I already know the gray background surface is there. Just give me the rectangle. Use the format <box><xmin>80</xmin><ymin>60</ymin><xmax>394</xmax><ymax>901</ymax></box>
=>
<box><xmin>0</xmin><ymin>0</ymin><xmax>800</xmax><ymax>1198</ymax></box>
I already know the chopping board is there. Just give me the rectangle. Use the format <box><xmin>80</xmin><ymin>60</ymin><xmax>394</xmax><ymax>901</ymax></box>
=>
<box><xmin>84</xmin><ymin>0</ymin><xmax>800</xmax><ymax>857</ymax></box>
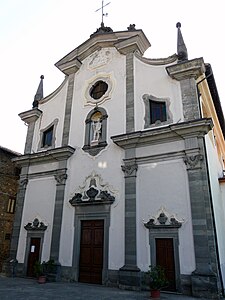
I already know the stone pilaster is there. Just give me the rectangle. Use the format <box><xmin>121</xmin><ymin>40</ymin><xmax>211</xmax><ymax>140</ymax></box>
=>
<box><xmin>184</xmin><ymin>137</ymin><xmax>221</xmax><ymax>299</ymax></box>
<box><xmin>119</xmin><ymin>159</ymin><xmax>140</xmax><ymax>289</ymax></box>
<box><xmin>19</xmin><ymin>108</ymin><xmax>42</xmax><ymax>154</ymax></box>
<box><xmin>50</xmin><ymin>166</ymin><xmax>67</xmax><ymax>261</ymax></box>
<box><xmin>62</xmin><ymin>74</ymin><xmax>75</xmax><ymax>146</ymax></box>
<box><xmin>126</xmin><ymin>53</ymin><xmax>135</xmax><ymax>132</ymax></box>
<box><xmin>10</xmin><ymin>175</ymin><xmax>28</xmax><ymax>259</ymax></box>
<box><xmin>167</xmin><ymin>58</ymin><xmax>205</xmax><ymax>121</ymax></box>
________________________________________
## [Goal of the exercise]
Every entry above should be duplicated exactly. Do not include the images.

## [Response below]
I already know the gray background surface is there. Just give me the rectangle. Use the format <box><xmin>80</xmin><ymin>60</ymin><xmax>394</xmax><ymax>901</ymax></box>
=>
<box><xmin>0</xmin><ymin>0</ymin><xmax>800</xmax><ymax>1198</ymax></box>
I already know the chopping board is there. Just give me the rectangle. Use the format <box><xmin>80</xmin><ymin>60</ymin><xmax>394</xmax><ymax>901</ymax></box>
=>
<box><xmin>84</xmin><ymin>0</ymin><xmax>800</xmax><ymax>857</ymax></box>
I already know the stone pilaster is there. Just give me the rectangle. Use the format <box><xmin>121</xmin><ymin>40</ymin><xmax>211</xmax><ymax>140</ymax></box>
=>
<box><xmin>184</xmin><ymin>137</ymin><xmax>221</xmax><ymax>299</ymax></box>
<box><xmin>119</xmin><ymin>159</ymin><xmax>140</xmax><ymax>289</ymax></box>
<box><xmin>19</xmin><ymin>108</ymin><xmax>42</xmax><ymax>154</ymax></box>
<box><xmin>50</xmin><ymin>166</ymin><xmax>67</xmax><ymax>261</ymax></box>
<box><xmin>62</xmin><ymin>74</ymin><xmax>75</xmax><ymax>146</ymax></box>
<box><xmin>126</xmin><ymin>53</ymin><xmax>135</xmax><ymax>132</ymax></box>
<box><xmin>10</xmin><ymin>175</ymin><xmax>28</xmax><ymax>259</ymax></box>
<box><xmin>167</xmin><ymin>58</ymin><xmax>205</xmax><ymax>121</ymax></box>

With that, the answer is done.